===== DATA SECTION =====

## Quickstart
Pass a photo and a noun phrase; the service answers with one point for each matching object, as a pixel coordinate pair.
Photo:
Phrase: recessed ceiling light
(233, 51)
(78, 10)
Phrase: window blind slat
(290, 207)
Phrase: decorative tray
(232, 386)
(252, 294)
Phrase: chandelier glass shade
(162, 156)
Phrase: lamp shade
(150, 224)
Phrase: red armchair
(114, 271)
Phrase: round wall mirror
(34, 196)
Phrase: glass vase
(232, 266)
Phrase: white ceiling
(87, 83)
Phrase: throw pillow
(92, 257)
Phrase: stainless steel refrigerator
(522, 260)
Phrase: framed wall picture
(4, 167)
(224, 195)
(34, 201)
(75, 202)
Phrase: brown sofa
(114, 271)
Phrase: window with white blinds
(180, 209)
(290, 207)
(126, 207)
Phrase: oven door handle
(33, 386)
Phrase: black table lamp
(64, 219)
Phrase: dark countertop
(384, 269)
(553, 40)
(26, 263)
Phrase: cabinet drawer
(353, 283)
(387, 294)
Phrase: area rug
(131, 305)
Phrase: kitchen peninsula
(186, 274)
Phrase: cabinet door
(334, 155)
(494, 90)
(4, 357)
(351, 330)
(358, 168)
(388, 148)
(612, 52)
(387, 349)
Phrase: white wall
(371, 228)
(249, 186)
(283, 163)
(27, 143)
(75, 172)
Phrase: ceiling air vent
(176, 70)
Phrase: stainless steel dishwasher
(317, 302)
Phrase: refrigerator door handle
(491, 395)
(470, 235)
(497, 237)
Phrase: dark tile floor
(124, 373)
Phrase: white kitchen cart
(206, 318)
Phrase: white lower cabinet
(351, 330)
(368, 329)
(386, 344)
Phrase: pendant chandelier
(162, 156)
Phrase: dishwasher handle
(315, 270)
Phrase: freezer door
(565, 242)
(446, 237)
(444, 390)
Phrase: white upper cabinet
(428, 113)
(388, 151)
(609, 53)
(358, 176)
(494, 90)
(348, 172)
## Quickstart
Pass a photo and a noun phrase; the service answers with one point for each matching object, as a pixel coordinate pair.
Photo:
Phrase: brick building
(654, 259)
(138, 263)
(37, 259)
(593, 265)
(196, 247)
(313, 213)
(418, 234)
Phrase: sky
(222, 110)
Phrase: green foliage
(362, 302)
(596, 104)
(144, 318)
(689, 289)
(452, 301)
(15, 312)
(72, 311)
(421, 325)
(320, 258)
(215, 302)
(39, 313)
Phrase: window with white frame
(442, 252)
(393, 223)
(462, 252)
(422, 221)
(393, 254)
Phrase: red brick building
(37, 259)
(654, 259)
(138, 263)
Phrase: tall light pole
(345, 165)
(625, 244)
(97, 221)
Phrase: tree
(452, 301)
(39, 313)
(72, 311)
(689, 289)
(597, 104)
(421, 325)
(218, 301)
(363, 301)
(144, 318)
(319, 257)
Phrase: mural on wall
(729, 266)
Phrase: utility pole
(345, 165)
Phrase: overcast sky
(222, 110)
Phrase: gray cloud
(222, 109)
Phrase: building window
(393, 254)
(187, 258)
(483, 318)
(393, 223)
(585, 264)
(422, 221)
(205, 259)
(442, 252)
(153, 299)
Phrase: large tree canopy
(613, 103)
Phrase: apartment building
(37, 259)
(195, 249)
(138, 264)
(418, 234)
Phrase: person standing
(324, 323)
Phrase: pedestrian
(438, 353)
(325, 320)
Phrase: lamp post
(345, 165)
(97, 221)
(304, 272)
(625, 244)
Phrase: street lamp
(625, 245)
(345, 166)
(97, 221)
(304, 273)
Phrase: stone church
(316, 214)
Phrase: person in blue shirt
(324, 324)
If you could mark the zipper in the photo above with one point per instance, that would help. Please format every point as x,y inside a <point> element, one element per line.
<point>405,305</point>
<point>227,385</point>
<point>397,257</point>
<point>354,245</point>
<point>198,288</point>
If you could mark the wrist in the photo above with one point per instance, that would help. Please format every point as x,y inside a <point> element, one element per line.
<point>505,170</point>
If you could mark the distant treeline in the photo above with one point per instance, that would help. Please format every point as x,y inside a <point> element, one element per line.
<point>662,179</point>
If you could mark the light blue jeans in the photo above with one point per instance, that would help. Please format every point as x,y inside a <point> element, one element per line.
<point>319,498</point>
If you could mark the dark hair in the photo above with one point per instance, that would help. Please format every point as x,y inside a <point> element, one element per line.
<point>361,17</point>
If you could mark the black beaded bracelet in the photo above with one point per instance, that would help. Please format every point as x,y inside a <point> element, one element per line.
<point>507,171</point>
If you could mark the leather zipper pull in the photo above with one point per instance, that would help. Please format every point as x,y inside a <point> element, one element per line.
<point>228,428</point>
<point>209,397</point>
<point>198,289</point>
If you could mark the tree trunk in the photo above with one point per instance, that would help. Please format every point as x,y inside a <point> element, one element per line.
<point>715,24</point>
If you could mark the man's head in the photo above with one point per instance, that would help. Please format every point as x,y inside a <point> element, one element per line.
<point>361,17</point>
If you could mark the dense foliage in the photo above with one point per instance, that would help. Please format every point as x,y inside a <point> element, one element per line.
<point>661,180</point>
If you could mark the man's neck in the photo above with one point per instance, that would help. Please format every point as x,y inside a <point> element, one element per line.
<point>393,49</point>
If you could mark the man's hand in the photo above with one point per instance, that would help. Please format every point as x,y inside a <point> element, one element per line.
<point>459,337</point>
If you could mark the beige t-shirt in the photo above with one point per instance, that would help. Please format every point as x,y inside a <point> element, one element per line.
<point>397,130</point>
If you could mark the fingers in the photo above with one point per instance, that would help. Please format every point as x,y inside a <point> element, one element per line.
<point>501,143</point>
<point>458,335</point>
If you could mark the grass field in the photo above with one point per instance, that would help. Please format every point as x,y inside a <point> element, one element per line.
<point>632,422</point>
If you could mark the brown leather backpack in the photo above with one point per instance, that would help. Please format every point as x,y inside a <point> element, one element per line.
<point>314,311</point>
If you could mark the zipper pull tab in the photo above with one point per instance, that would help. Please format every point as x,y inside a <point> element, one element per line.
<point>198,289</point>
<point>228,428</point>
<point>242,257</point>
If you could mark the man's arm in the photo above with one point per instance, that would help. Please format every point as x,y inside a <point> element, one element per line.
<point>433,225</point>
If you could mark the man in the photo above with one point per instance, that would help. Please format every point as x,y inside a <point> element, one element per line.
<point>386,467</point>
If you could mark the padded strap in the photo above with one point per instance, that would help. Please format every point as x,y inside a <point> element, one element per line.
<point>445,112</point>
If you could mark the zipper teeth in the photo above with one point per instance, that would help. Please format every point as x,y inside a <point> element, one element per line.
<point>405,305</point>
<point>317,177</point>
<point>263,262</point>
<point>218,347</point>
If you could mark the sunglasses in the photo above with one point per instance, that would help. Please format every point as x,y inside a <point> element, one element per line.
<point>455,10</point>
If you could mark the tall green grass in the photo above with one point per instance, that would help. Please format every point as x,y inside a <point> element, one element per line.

=====

▶ [TASK ITEM] Copy every record above verbatim and in full.

▶ [SOLUTION FOR THIS EXERCISE]
## Quickstart
Pass a photo and a noun phrase; the service answers with one point for each matching object, as a pixel coordinate pair.
Photo:
Phrase: recessed ceiling light
(233, 51)
(78, 10)
Phrase: window blind slat
(290, 207)
Phrase: decorative tray
(232, 386)
(252, 294)
Phrase: chandelier glass shade
(162, 156)
Phrase: lamp shade
(150, 224)
Phrase: red armchair
(114, 271)
Phrase: round wall mirror
(34, 196)
Phrase: glass vase
(232, 266)
Phrase: white ceiling
(87, 83)
Phrase: throw pillow
(92, 257)
Phrase: stainless steel refrigerator
(522, 260)
Phrase: framed wall picture
(4, 167)
(224, 195)
(34, 201)
(75, 202)
Phrase: brown sofa
(114, 271)
Phrase: window with white blinds
(180, 209)
(290, 207)
(126, 207)
Phrase: oven door handle
(33, 386)
Phrase: black table lamp
(64, 219)
Phrase: dark countertop
(384, 269)
(553, 40)
(26, 263)
Phrase: cabinet drawer
(353, 283)
(387, 294)
Phrase: area rug
(131, 305)
Phrase: kitchen peninsula
(186, 274)
Phrase: cabinet door
(334, 155)
(494, 90)
(4, 357)
(351, 330)
(358, 168)
(388, 148)
(612, 52)
(387, 349)
Phrase: white wall
(371, 228)
(249, 186)
(283, 163)
(27, 143)
(75, 172)
Phrase: ceiling air vent
(176, 70)
Phrase: stainless steel dishwasher
(317, 302)
Phrase: refrigerator door handle
(491, 395)
(470, 235)
(497, 237)
Phrase: dark tile floor
(124, 373)
Phrase: white kitchen cart
(206, 318)
Phrase: white lower cabinet
(351, 330)
(368, 329)
(386, 344)
Phrase: pendant chandelier
(162, 156)
Phrase: dishwasher handle
(315, 270)
Phrase: freezer door
(565, 242)
(446, 237)
(444, 390)
Phrase: white upper cabinet
(428, 113)
(388, 151)
(609, 53)
(358, 176)
(494, 90)
(348, 172)
## Quickstart
Pass a photo and a noun phrase; the service answers with one point for each matching object, as a pixel coordinate pair.
Photo:
Phrase: brick building
(654, 259)
(138, 263)
(37, 259)
(593, 265)
(196, 247)
(313, 213)
(418, 234)
Phrase: sky
(222, 110)
Phrase: green foliage
(362, 302)
(596, 104)
(144, 318)
(689, 289)
(452, 301)
(15, 312)
(72, 311)
(421, 325)
(320, 258)
(215, 302)
(39, 313)
Phrase: window with white frame
(442, 252)
(393, 223)
(462, 252)
(422, 221)
(393, 254)
Phrase: red brick building
(37, 259)
(654, 259)
(138, 263)
Phrase: tall light pole
(345, 165)
(625, 244)
(97, 221)
Phrase: tree
(452, 301)
(39, 313)
(72, 311)
(689, 289)
(597, 104)
(421, 325)
(218, 301)
(363, 301)
(144, 318)
(319, 257)
Phrase: mural on wall
(729, 266)
Phrase: utility pole
(345, 165)
Phrase: overcast sky
(222, 110)
Phrase: gray cloud
(222, 109)
Phrase: building window
(393, 254)
(187, 258)
(483, 318)
(393, 223)
(585, 264)
(422, 221)
(205, 259)
(442, 252)
(153, 299)
Phrase: large tree canopy
(613, 103)
Phrase: apartment building
(37, 259)
(195, 249)
(138, 264)
(418, 234)
Phrase: person standing
(324, 323)
Phrase: pedestrian
(438, 353)
(325, 320)
Phrase: lamp post
(345, 165)
(97, 221)
(304, 272)
(625, 244)
Phrase: street lamp
(625, 245)
(345, 166)
(97, 221)
(304, 273)
Phrase: stone church
(316, 214)
Phrase: person in blue shirt
(324, 324)
If you could mark the zipper in the photo above with one point per instance, that would help. Please format every point as x,y inside a <point> element, one element per line.
<point>405,305</point>
<point>227,385</point>
<point>397,257</point>
<point>354,245</point>
<point>198,288</point>
If you could mark the wrist in the photo above with one point per instance, that would help. Please format every point as x,y inside a <point> element, one element per line.
<point>505,170</point>
If you could mark the distant treeline in the photo above with one point per instance, that would help. Please format every point as x,y inside a <point> element, one element per line.
<point>662,179</point>
If you could mark the light blue jeans in the photo above with one point per instance, that would help. Please format every point as x,y inside a <point> element, one element per line.
<point>319,498</point>
If you could mark the dark hair in the photo above with one point per instance, that would help. Please format every point as x,y inside a <point> element, one element per line.
<point>361,17</point>
If you could mark the black beaded bracelet in the photo above with one point per instance, that would help. Please format every point as x,y inside a <point> element, one element per line.
<point>507,171</point>
If you could mark the leather zipper pull in the photo above with one point per instance, that would help. Please format every point as x,y inside a <point> element, one element per line.
<point>228,428</point>
<point>209,397</point>
<point>198,289</point>
If you could mark the tree trunk in the photo above with one point per instance, that would help. Please format every point as x,y inside a <point> element, one element per line.
<point>715,24</point>
If you could mark the man's head in the photo above with one point per instance, that would help. Please format every point as x,y inside a <point> element, one element per line.
<point>361,17</point>
If you could mark the dense foliage in the photo above with one point per instance, that would help. Please format every point as x,y inside a <point> element, one element per line.
<point>661,180</point>
If you could mark the man's neck in the photo above with one point per instance, that would help. Please format every point as x,y inside a <point> element, one element per line.
<point>393,49</point>
If you could mark the man's hand in the photo above with one point per instance, that would help. Please format every point as x,y inside a <point> element, one element per line.
<point>459,337</point>
If you could mark the beige t-shirt in the photo above with one point per instance, that would help. Please format every point as x,y inside a <point> element, one element per line.
<point>397,130</point>
If you could mark the fingers in the photo above with one point per instance, that would help. Please format every point as x,y inside a <point> element, one element per line.
<point>501,143</point>
<point>458,335</point>
If you could mark the grass field in the photo above with one point per instance, that would help. Please format every point as x,y inside a <point> element, one element per line.
<point>632,422</point>
If you could mark the brown leather backpack in the photo above with one point per instance, that would help. Please format every point as x,y inside a <point> element, one element per line.
<point>314,311</point>
If you could mark the zipper pull tab in the photo above with one point per instance, that would help. Please format every point as x,y inside a <point> element, one element per line.
<point>198,289</point>
<point>228,428</point>
<point>242,257</point>
If you could mark the man's arm in the photo above with one point per instance, that would help. Please format every point as x,y inside a <point> element, one element per line.
<point>433,225</point>
If you could mark the man in the photo above with one point per instance, that would help. Please format every point as x,y inside a <point> element, one element per line.
<point>386,467</point>
If you could mark the padded strap in the photo above with one point per instance, that would help. Please format every point as x,y inside a <point> element, one element per line.
<point>445,112</point>
If you could mark the zipper teeth in the photo above with one point per instance, that would help. Please format every point as x,y inside a <point> element, one element per line.
<point>405,305</point>
<point>317,177</point>
<point>263,262</point>
<point>218,347</point>
If you could mark the sunglasses in the photo above with one point per instance, that would help. Please format every point as x,y inside a <point> element, one element per line.
<point>455,10</point>
If you could mark the tall green grass in the photo above with one point per instance, that would help. Please format every point as x,y inside a <point> element, one element per line.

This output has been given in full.